Understanding ageing

Dear Readers,

 

As we come to the final theme in our Live Longer Better series, we turn to an overarching topic: Understanding the part that ageing, the normal biological process, plays in how we are in our 60s, 70s, 80s, and 90s.

 

For generations, ageing has been misunderstood. It has too often been seen as a slow and irreversible decline, something to be feared or resisted. The word itself has gathered negative connotations, closely linked with disease, dependency, and frailty. Yet this view is both inaccurate and unhelpful. In reality, ageing is simply a biological process that begins at birth and continues throughout life. This normal biological process does have effects: it reduces maximum ability – the maximum heart rate, for example – and it reduces resilience, the ability to respond to a challenge such as a stumble or a change in temperature or a period of inactivity. But on its own, the ageing process does not cause major problems until the nineties. The problems often blamed on ageing – frailty, dementia and falls – are in fact caused by three other factors: loss of fitness, disease, and the environment.

 

Understanding ageing means shifting our mindset. It requires us to see later life not as a period of inevitable decline, but as a new stage of growth, contribution, and opportunity. When we take this view, we realise that we can influence how well we live for longer, not just how long we live. Living longer better is about knowledge, action, and attitude.

 

With the right understanding, and keeping the key principles of living longer better in mind, we can all make choices that help us stay fitter, healthier, and more connected - not just for our own benefit, but for the benefit of our families, communities, and society as a whole. This is the new mindset based on the best current science.

▸ **Data extract**
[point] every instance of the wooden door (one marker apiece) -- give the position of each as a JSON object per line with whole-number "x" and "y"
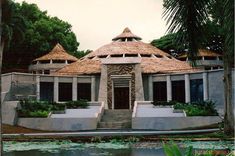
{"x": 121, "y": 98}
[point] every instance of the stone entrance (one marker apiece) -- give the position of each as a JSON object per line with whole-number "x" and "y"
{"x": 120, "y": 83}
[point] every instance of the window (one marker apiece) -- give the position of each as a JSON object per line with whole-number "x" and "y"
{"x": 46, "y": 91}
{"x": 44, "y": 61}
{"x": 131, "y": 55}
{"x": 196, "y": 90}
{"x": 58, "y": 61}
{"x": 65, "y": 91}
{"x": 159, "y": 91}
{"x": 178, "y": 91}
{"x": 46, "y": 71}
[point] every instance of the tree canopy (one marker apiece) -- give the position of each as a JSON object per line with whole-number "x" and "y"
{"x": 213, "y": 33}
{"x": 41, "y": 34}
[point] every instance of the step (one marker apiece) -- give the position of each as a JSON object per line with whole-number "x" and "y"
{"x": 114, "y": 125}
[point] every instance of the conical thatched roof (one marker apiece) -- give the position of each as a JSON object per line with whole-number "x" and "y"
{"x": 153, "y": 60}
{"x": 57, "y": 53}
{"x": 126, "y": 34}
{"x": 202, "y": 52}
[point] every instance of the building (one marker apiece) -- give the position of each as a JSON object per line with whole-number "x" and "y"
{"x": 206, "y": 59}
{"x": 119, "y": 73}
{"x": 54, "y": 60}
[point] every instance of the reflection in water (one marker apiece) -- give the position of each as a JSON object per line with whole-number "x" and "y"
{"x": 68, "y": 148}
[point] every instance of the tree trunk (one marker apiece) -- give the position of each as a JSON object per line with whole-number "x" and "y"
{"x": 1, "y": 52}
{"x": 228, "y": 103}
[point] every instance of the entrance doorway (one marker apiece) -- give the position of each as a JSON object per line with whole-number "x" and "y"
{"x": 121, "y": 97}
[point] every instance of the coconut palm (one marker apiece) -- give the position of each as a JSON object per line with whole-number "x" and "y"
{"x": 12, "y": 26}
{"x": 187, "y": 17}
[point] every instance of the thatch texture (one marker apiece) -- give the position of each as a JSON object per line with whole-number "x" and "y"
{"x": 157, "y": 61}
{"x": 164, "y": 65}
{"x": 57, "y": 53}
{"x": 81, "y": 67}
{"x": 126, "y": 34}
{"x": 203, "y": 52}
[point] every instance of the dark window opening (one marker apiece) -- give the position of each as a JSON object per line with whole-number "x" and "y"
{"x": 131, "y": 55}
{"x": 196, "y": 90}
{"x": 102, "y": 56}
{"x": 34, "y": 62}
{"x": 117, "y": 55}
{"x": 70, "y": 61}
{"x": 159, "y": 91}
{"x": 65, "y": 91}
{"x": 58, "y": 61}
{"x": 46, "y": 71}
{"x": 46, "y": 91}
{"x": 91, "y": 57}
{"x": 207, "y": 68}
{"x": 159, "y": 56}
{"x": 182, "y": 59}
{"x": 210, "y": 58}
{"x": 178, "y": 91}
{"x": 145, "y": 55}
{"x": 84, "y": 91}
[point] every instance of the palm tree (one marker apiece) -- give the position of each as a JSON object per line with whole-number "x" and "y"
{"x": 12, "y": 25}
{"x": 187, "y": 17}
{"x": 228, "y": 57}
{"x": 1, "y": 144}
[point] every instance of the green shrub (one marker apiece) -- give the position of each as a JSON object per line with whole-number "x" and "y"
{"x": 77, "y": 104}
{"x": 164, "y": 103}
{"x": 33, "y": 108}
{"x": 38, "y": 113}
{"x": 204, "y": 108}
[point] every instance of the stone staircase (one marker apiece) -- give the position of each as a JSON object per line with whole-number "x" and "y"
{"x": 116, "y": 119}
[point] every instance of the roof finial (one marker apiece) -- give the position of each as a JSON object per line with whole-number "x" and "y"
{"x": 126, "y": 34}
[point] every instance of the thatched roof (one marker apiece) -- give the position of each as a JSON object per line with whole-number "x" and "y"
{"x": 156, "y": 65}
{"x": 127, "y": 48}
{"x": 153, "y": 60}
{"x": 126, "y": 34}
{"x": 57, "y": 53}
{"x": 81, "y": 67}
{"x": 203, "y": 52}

* * *

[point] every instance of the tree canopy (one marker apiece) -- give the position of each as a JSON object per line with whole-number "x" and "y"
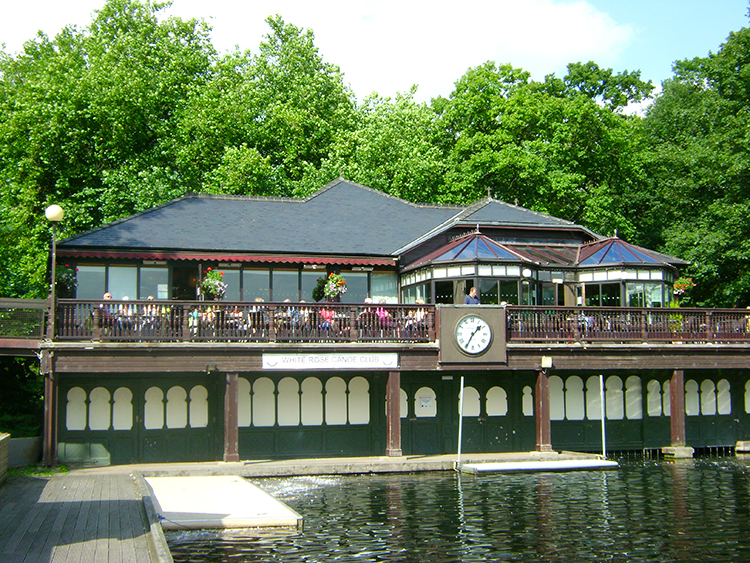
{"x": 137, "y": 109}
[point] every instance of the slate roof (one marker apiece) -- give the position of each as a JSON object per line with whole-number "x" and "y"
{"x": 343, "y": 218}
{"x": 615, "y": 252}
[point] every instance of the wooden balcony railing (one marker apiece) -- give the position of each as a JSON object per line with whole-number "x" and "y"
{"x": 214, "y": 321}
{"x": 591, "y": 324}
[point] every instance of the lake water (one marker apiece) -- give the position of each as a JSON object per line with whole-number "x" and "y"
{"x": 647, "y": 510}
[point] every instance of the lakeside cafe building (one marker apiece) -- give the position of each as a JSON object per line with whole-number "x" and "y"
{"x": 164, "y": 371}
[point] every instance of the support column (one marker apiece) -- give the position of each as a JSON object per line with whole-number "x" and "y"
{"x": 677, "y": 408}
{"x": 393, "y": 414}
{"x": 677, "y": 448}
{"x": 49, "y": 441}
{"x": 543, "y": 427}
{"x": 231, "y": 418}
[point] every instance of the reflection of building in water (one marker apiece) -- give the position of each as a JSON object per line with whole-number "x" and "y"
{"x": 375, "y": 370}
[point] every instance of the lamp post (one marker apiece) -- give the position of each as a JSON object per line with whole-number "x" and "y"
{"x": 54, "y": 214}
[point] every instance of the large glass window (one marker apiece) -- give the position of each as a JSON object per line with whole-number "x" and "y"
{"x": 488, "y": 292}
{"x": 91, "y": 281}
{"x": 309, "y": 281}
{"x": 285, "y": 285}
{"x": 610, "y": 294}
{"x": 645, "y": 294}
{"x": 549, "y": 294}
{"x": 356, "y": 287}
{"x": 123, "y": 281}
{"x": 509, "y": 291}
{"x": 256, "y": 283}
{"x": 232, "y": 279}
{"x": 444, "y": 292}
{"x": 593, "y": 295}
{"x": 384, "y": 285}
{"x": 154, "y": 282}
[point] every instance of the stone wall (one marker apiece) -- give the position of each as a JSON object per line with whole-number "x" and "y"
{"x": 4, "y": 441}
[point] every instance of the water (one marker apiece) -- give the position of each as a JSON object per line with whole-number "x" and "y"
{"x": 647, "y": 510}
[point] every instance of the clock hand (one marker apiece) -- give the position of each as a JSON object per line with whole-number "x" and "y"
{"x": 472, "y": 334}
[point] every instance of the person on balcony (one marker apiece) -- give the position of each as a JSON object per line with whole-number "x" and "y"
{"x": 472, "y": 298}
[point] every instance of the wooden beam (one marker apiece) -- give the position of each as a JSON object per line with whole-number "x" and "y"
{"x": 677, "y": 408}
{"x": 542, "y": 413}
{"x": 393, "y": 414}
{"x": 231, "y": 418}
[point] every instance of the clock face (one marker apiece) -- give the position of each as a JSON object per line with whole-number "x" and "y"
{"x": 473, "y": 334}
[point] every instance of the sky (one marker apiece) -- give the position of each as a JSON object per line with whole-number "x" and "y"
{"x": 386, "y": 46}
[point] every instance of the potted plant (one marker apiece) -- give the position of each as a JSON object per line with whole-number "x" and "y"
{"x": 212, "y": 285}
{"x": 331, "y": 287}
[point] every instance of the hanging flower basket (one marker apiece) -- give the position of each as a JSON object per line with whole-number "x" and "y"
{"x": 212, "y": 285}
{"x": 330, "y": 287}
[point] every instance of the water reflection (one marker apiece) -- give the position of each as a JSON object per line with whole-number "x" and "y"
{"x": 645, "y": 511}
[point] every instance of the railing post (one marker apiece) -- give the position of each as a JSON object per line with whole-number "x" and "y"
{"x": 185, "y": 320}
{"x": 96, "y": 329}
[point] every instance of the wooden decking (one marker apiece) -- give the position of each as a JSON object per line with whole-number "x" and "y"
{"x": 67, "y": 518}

...

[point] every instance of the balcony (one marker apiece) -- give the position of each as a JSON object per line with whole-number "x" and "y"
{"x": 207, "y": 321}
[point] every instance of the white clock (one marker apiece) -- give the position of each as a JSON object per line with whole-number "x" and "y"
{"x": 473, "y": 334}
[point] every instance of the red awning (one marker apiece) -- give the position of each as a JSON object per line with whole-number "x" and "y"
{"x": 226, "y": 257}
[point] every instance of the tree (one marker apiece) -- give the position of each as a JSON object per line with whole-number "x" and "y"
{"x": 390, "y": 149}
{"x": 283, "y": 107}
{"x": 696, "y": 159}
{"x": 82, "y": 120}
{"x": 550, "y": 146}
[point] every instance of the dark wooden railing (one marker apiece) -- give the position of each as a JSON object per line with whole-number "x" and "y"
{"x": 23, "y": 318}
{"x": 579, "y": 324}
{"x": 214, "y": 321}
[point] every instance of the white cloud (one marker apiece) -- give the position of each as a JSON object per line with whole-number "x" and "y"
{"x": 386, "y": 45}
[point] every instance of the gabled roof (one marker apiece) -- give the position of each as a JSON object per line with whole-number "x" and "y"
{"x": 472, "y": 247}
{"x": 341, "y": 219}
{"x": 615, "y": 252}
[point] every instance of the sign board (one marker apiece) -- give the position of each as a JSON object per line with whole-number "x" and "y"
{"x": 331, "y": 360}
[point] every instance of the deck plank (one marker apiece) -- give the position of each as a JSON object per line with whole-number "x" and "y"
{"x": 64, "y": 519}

▸ **Work to be completed**
Extract a passage from the text on understanding ageing without changing a word, starting at "Understanding ageing means" and ending after "action, and attitude.". Rely only on the text on understanding ageing for what comes next; set the records aside.

▸ **Expected answer**
Understanding ageing means shifting our mindset. It requires us to see later life not as a period of inevitable decline, but as a new stage of growth, contribution, and opportunity. When we take this view, we realise that we can influence how well we live for longer, not just how long we live. Living longer better is about knowledge, action, and attitude.